## begin

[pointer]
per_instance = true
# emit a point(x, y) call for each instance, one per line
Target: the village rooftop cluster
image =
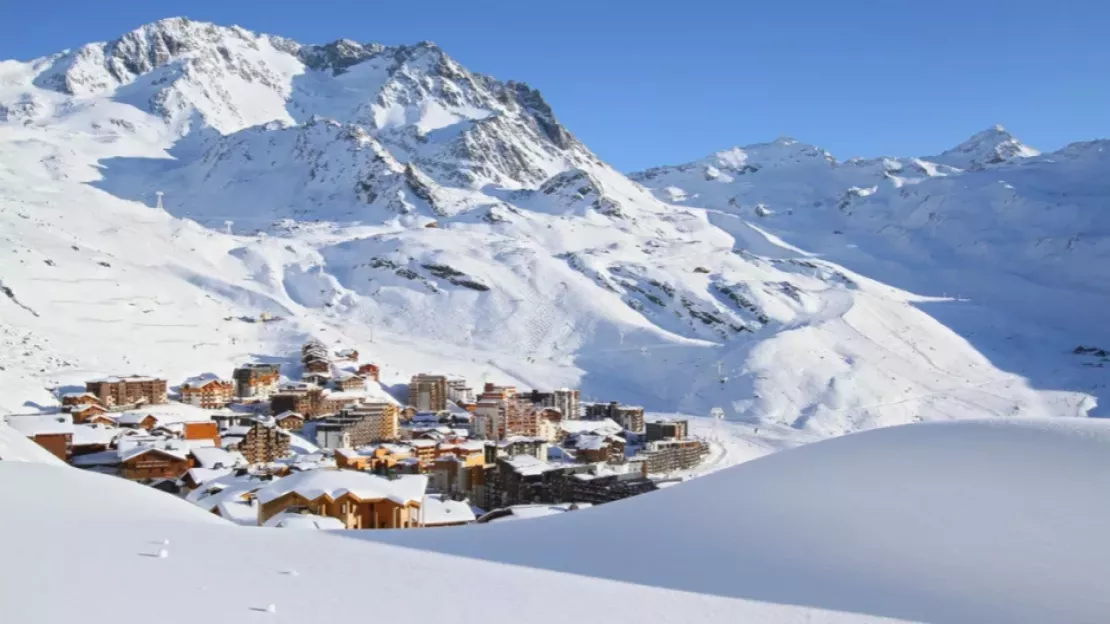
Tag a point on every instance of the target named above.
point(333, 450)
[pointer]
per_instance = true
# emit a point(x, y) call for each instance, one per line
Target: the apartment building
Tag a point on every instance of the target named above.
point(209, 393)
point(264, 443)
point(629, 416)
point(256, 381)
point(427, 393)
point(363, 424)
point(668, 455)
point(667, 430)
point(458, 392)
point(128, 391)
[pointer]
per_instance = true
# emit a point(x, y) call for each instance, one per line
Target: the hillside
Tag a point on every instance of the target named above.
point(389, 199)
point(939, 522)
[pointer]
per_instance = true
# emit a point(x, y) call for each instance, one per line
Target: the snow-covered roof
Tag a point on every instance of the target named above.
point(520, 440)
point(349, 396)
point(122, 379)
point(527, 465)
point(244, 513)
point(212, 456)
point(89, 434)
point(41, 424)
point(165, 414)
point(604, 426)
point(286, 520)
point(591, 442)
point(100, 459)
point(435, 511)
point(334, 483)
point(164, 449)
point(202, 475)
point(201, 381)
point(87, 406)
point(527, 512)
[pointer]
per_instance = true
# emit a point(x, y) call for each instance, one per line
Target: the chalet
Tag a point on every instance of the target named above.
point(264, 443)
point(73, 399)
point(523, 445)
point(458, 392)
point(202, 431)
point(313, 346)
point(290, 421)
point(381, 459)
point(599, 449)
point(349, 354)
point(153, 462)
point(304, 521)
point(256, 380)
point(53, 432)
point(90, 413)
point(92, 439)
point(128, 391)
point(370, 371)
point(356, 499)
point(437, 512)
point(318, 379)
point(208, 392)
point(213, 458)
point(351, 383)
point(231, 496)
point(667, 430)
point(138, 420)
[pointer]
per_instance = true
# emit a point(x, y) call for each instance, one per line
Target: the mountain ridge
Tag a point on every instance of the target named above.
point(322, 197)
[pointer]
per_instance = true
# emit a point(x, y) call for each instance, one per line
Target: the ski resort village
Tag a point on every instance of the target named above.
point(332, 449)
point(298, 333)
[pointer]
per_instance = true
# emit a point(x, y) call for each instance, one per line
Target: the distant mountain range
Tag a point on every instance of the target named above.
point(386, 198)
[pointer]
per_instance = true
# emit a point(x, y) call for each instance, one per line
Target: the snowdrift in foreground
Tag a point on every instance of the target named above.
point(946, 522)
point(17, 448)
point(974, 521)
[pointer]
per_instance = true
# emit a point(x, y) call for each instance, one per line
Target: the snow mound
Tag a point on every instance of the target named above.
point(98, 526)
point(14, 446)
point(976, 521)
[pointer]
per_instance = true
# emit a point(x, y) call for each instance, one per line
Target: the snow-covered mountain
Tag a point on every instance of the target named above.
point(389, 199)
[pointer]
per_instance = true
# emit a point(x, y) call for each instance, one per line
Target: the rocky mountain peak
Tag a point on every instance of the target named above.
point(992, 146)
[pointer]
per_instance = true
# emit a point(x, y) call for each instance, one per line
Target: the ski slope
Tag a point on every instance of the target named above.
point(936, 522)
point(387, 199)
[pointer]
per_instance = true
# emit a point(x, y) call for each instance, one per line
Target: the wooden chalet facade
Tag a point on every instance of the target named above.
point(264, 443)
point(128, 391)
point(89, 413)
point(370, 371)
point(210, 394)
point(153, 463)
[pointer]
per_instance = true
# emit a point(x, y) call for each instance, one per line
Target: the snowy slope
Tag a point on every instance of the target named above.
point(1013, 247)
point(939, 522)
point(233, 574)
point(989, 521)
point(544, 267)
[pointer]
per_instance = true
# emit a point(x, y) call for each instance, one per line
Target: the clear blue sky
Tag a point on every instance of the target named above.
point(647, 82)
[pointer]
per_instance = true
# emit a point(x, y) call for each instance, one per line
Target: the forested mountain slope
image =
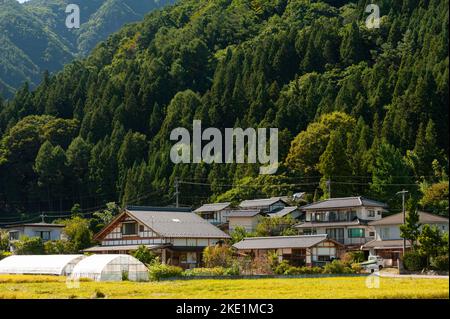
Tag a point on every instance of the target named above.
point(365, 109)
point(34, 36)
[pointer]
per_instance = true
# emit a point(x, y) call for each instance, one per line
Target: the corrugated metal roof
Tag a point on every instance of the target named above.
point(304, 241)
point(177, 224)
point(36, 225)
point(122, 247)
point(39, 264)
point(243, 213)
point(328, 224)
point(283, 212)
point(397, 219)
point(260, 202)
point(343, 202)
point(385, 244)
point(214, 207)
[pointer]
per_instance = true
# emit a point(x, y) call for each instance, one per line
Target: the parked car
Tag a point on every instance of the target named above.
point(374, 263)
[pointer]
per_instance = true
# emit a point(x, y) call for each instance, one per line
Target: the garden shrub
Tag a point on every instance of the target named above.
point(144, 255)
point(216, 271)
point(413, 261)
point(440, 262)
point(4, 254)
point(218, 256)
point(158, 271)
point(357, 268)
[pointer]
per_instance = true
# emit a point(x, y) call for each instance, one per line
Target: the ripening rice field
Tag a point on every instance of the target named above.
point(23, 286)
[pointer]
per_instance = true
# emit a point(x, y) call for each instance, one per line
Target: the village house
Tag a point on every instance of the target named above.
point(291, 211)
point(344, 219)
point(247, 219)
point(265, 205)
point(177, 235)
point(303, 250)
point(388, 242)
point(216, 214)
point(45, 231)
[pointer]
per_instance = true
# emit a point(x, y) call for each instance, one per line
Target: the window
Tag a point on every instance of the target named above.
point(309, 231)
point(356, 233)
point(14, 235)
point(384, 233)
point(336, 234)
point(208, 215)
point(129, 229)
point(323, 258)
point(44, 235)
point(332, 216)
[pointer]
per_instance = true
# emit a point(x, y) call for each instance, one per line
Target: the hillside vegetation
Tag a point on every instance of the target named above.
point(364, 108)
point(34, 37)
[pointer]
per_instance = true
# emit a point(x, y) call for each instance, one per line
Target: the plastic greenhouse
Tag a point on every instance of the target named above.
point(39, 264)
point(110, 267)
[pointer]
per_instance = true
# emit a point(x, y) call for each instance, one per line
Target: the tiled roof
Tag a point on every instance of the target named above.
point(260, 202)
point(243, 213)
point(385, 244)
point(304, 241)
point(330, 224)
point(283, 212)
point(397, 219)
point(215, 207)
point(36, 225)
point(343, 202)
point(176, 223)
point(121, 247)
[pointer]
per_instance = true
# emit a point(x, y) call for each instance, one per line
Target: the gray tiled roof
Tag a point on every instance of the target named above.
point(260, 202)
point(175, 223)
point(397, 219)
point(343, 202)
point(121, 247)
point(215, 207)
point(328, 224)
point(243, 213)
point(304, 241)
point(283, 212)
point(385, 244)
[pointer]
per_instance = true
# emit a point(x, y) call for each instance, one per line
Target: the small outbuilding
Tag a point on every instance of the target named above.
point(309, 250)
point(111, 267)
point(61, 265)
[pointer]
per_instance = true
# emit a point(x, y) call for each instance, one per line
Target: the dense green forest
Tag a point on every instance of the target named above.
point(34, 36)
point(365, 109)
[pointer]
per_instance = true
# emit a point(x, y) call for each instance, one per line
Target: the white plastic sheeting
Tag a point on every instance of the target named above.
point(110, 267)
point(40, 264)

## end
## begin

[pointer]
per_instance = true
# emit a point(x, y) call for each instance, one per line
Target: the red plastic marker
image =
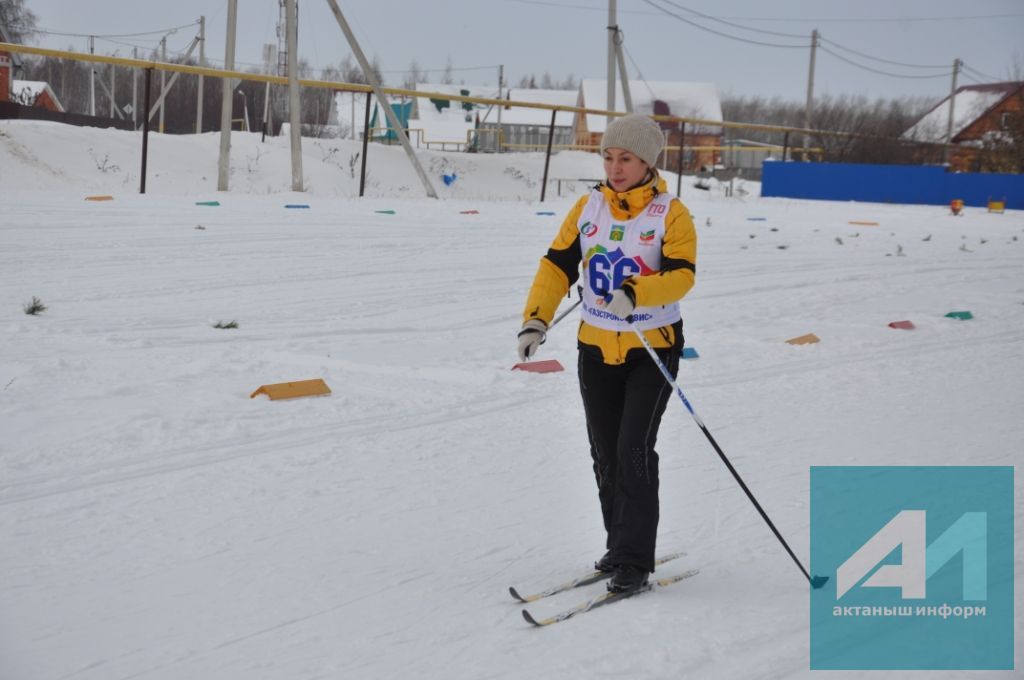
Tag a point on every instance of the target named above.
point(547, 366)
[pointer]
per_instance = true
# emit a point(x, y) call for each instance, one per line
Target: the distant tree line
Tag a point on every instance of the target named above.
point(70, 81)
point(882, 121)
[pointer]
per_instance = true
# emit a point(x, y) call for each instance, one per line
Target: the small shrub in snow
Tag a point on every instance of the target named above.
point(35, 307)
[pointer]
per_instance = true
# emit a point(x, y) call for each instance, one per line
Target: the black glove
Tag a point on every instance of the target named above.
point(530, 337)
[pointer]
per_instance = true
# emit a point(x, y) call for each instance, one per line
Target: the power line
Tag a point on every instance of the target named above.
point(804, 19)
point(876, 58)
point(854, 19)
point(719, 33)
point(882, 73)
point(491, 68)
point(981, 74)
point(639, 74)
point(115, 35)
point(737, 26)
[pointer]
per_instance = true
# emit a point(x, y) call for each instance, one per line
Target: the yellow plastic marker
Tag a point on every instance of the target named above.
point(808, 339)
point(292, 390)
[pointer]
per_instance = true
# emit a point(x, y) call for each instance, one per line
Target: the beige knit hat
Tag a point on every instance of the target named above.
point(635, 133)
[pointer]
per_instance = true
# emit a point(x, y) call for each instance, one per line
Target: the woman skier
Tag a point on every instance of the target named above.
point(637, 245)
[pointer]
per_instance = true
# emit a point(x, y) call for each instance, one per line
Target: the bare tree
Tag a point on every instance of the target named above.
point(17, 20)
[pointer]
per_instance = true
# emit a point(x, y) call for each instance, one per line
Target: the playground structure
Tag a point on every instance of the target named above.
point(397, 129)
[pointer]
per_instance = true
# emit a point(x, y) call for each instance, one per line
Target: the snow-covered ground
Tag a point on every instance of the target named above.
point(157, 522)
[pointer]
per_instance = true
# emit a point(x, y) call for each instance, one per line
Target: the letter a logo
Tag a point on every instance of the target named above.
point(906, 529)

## end

◆ What you are asked to do:
How many lines in the rows above contain the string "village", with case counting? Give only the number.

◆ Complete response:
3